> [Short task A] Copy the listing below word for word, from its first line through the line that contains "M 129 86 L 140", with both of those lines included. Leave the pictures out of your copy.
** Begin Passage to read **
The Treasury is modelling various outcomes

In the Autumn Budget, Rachel Reeves is planning the largest shake-up of property taxes in decades.

It would mean the end of stamp duty and, eventually, council tax, as the Government intends to replace the £12 billion that stamp duty raises and create what it considers a more equitable system to fund local services.

The most important change in the payment of stamp duty is that, instead of the buyer paying, it will become a tax paid by the seller of all properties valued at over £500,000.

Stamp duty has long been criticised as a “transaction tax” that distorts the housing market, with critics arguing that it discourages people from moving, penalises first-time buyers and reduces mobility for older owners who want to downsize.

Unlike the current system, which covers about 60 percent of transactions, the new tax would touch only around 20 percent. Rates would be set nationally and collected by HMRC.

Income from stamp duty fluctuates depending on the housing market. By contrast, officials are said to believe a proportional property tax could provide a more stable income stream while narrowing the scope to higher-value sales.

Alongside replacing stamp duty, ministers are also said to be considering proposals to scrap council tax altogether.

Introduced in 1993, council tax is still based on 1991 property values and has been described by the Institute for Fiscal Studies as “flawed and out of date”.
** End Passage to read **
> [Short task B] According to the passage on property taxes, which properties would carry a tax paid by the seller under the change to stamp duty?
** Begin The data **
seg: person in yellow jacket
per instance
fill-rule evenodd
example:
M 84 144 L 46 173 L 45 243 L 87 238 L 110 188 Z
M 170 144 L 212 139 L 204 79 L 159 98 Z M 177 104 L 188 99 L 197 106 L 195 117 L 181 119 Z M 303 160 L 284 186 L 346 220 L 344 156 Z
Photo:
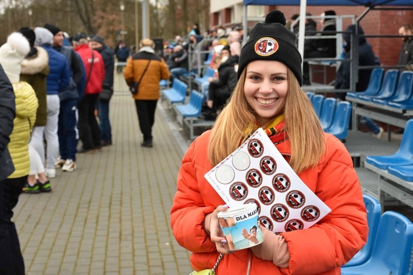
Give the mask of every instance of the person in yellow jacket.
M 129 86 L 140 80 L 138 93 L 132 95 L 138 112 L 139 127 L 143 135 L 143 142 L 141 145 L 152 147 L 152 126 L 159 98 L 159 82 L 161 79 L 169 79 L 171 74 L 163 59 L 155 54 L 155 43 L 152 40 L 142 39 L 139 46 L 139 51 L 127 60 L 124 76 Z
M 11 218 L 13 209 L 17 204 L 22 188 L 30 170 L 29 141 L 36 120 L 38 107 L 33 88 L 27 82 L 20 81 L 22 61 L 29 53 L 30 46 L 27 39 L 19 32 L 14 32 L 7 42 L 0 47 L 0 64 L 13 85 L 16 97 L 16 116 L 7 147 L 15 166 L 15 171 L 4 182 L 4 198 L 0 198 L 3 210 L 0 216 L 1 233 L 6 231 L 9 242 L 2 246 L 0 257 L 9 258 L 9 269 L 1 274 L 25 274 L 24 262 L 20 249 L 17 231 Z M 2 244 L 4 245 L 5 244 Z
** End The data **
> [Complete output A]
seg: person in yellow jacket
per instance
fill-rule evenodd
example:
M 84 144 L 46 173 L 45 243 L 87 238 L 110 188 Z
M 170 144 L 212 139 L 204 79 L 159 98 Z M 177 104 L 188 99 L 197 106 L 195 117 L 181 119 Z M 303 160 L 284 186 L 346 220 L 344 156 Z
Photo:
Give the mask of every instance of the person in yellow jacket.
M 129 86 L 140 80 L 138 93 L 132 95 L 138 112 L 139 127 L 143 135 L 143 142 L 141 145 L 152 147 L 152 126 L 159 98 L 159 82 L 161 79 L 169 79 L 171 74 L 163 59 L 155 54 L 155 43 L 152 40 L 142 39 L 139 46 L 139 51 L 127 60 L 124 76 Z

> [Complete output B] All properties valued at over £500,000.